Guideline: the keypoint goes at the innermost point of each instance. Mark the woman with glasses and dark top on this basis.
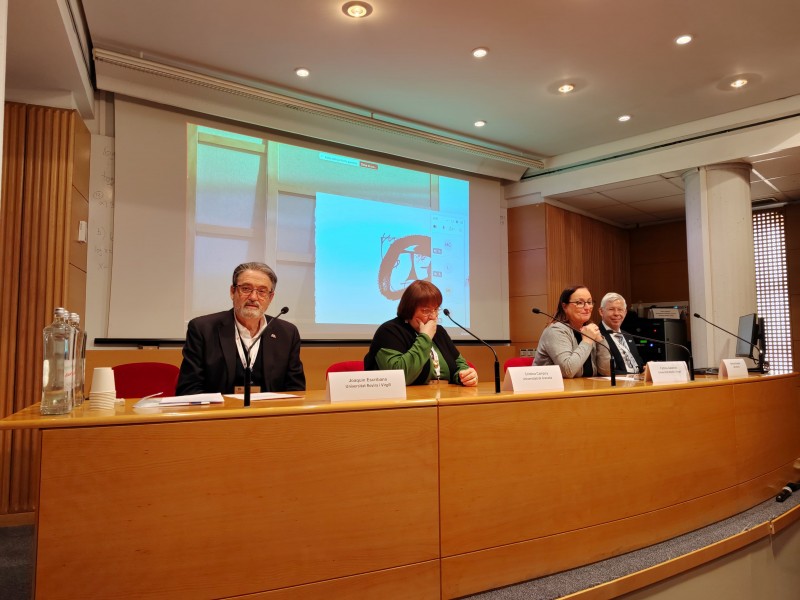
(416, 343)
(575, 352)
(220, 346)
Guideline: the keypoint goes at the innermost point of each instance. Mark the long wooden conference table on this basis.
(449, 492)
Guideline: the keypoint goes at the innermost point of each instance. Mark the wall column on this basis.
(719, 243)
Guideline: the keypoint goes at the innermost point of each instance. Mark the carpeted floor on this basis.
(574, 580)
(16, 558)
(16, 562)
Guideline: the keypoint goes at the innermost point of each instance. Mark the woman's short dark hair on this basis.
(564, 299)
(418, 293)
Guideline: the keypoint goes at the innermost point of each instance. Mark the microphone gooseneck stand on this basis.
(496, 360)
(689, 359)
(612, 362)
(248, 368)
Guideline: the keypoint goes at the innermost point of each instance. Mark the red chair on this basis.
(347, 365)
(137, 380)
(519, 361)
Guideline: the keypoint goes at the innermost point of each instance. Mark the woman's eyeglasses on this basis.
(581, 303)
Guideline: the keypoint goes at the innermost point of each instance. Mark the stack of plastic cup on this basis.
(103, 395)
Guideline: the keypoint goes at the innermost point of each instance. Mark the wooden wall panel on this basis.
(526, 228)
(525, 326)
(527, 273)
(38, 168)
(573, 250)
(584, 251)
(10, 256)
(659, 264)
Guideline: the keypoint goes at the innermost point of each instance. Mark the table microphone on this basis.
(496, 360)
(748, 342)
(248, 371)
(787, 491)
(688, 352)
(612, 362)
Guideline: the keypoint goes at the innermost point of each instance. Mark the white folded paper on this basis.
(188, 400)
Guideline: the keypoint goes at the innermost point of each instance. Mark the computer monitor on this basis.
(748, 335)
(751, 328)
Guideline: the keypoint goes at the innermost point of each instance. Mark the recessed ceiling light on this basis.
(357, 10)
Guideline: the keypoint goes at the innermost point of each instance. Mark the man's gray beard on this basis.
(250, 313)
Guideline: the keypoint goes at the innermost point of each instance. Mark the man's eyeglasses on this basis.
(246, 290)
(582, 303)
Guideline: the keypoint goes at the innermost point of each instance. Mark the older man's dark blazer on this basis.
(210, 356)
(619, 362)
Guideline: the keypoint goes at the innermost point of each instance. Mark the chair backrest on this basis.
(518, 361)
(136, 380)
(347, 365)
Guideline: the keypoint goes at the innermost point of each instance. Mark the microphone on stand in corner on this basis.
(496, 360)
(612, 362)
(787, 491)
(689, 359)
(248, 369)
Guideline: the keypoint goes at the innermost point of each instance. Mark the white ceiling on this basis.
(411, 61)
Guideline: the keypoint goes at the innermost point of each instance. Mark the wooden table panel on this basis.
(520, 470)
(414, 582)
(762, 440)
(235, 506)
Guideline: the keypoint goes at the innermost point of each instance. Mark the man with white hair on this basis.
(613, 310)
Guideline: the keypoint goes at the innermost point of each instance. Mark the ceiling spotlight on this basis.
(357, 10)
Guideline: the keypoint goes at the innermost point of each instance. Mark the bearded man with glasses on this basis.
(220, 347)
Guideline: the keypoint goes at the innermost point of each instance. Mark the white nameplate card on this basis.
(664, 313)
(733, 368)
(671, 371)
(533, 379)
(349, 386)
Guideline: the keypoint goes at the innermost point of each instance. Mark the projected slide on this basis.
(368, 252)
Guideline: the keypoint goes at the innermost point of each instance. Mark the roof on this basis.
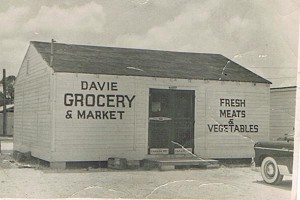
(72, 58)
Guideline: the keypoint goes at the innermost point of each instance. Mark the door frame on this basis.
(191, 92)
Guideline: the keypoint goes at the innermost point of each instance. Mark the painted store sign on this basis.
(231, 110)
(104, 96)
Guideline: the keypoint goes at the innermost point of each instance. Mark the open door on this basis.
(171, 121)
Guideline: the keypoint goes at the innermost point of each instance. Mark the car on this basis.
(275, 159)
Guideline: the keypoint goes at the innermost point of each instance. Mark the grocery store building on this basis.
(90, 103)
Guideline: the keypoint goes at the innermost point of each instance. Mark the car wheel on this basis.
(270, 171)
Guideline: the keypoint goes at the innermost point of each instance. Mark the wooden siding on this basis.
(32, 123)
(282, 114)
(98, 139)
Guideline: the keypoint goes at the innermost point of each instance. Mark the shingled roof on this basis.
(72, 58)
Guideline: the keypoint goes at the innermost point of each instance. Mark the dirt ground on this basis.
(23, 180)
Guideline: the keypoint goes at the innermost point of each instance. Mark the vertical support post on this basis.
(4, 104)
(296, 161)
(52, 52)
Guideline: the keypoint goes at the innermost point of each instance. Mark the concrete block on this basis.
(167, 167)
(117, 163)
(133, 164)
(58, 165)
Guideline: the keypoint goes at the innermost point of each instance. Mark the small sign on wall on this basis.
(182, 151)
(158, 151)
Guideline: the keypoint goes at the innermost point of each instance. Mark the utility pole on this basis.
(4, 104)
(52, 52)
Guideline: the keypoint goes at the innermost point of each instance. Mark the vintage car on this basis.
(275, 159)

***

## Set exercise:
Copy the entries above faithfully and omit every image.

## Right answer:
Guideline: the keypoint goes at the innermost point of each instance. Mark the woman with glasses and dark top on this basis.
(416, 343)
(575, 352)
(220, 346)
Guideline: the keypoint goes at the innermost point of each instance. Mark the long wooden conference table on this basis.
(449, 492)
Guideline: the keypoint goes at the innermost point of each instance. Mark the wall column on this basis.
(719, 243)
Guideline: the keypoint goes at the innermost point of each instance. Mark the carpeted floor on this basis.
(574, 580)
(16, 558)
(16, 562)
Guideline: the keypoint goes at the innermost point of each instance. Mark the woman's short dark hair on this basis.
(564, 299)
(418, 293)
Guideline: the keypoint goes at the innermost point of each instance. Mark the microphone gooseneck stand on this basis.
(496, 360)
(689, 359)
(612, 362)
(248, 368)
Guideline: the keypoint goes at the innermost point of each instance. Mark the red chair on this basis.
(347, 365)
(137, 380)
(519, 361)
Guideline: the keypoint goes at the innermost point of each instance. Mark the woman's eyeglasses on this basis.
(581, 303)
Guideline: the keypoint goes at the innermost point of each instance. Mark the stack of plastic cup on this basis.
(103, 395)
Guideline: the keypoint goes at the innermost point of each instance. Mark the wooden wall panel on this basis.
(526, 228)
(525, 326)
(527, 273)
(38, 168)
(573, 250)
(584, 251)
(10, 256)
(659, 264)
Guideline: the keypoint goes at the innermost point of each instance. Mark the table microphone on this basis.
(496, 360)
(748, 342)
(248, 371)
(787, 491)
(688, 352)
(612, 362)
Guideline: the keypoint goes at the innermost point of each instance. Mark the white folded paper on this basis.
(188, 400)
Guideline: the keypoint goes at the innermost point of each instance. Mark the computer monitor on this basis.
(748, 335)
(751, 328)
Guideline: the keypoint goes at the innermost point of each instance. Mark the recessed ceiling light on this basis.
(357, 10)
Guideline: the keypoint goes at the innermost point of each instance. Mark the man's gray beard on this basis.
(250, 313)
Guideline: the keypoint goes at the innermost point of each instance. Mark the man's eyeglasses on this basis.
(246, 290)
(582, 303)
Guideline: the keypoint goes at the innermost point of each instance. Mark the older man's dark blazer on this basis.
(210, 356)
(619, 362)
Guideline: the keypoint goes at the innermost point of each instance. Mark the chair backrest on this basis.
(518, 361)
(136, 380)
(347, 365)
Guideline: the keypoint goes at the innermost point of each instance. Mark the microphone on stand in corner on this basis.
(496, 360)
(612, 362)
(787, 491)
(689, 359)
(248, 369)
Guideline: the keypoint goes at the innermost point of each instance. Mark the white ceiling on this basis.
(411, 61)
Guideline: the keypoint goes at the innermost point of each instance. Mark the wooden table panel on this basis.
(520, 470)
(414, 582)
(762, 440)
(235, 506)
Guideline: the keypoint goes at the innermost point of each instance. Mark the man with white hair on this basis.
(613, 310)
Guideline: the keypoint goes at the innermost point of each instance. Mark the ceiling spotlight on this basis.
(357, 10)
Guideline: the keypoint goes at the innermost point of each instance. Mark the bearded man with glasses on this basis.
(220, 347)
Guideline: the keypoint goes at the innermost point of each instance. Mark the white nameplate card on this basis.
(664, 313)
(733, 368)
(671, 371)
(533, 379)
(349, 386)
Guideline: the keypoint goes at the innermost point of each instance. Mark the projected slide on this basis.
(368, 252)
Guideline: the keypoint goes at the innermost point of each instance. Mark the roof on this basis.
(72, 58)
Guideline: the keypoint goes at the innermost point of each instance. Mark the door frame on this basis.
(191, 92)
Guideline: the keypoint goes at the innermost point of each instance. Mark the painted store sign on this basis.
(231, 110)
(104, 96)
Guideline: the keypoint goes at the innermost point of each instance. Mark the open door on this basis.
(171, 121)
Guideline: the keypoint goes at the innermost point of each instance. Mark the car on this basis.
(275, 159)
Guideline: the keypoint goes at the innermost point of each instance. Mark the grocery store building on this basis.
(90, 103)
Guideline: the keypoint goes at the innermost point of each instance. Mark the car wheel on this basis.
(270, 171)
Guideline: the keypoint goes at the innermost point of each instance. Mark the wooden siding on this basis.
(32, 123)
(282, 114)
(98, 139)
Guideline: the keypoint goes at the innermost point of each instance. Mark the shingled roof on this basis.
(72, 58)
Guideline: the keypoint goes at the innermost point of each instance. Mark the dirt ground on this basis.
(23, 180)
Guideline: the keypoint goes at the innermost point of each instance. Mark the vertical support post on this basis.
(4, 104)
(296, 161)
(52, 52)
Guideline: the keypoint goes at the innermost point of each instance. Mark the concrete block on this basis.
(167, 167)
(117, 163)
(133, 164)
(58, 165)
Guideline: the keypoint goes at the innermost point of each instance. Mark the small sign on wall on this basis.
(182, 151)
(158, 151)
Guideline: the keypoint goes at the innermost point of each instance. Mark the utility pole on this basis.
(4, 104)
(52, 52)
Guideline: the keypoint goes at the innermost point of each instance. Mark the vintage car on this basis.
(275, 159)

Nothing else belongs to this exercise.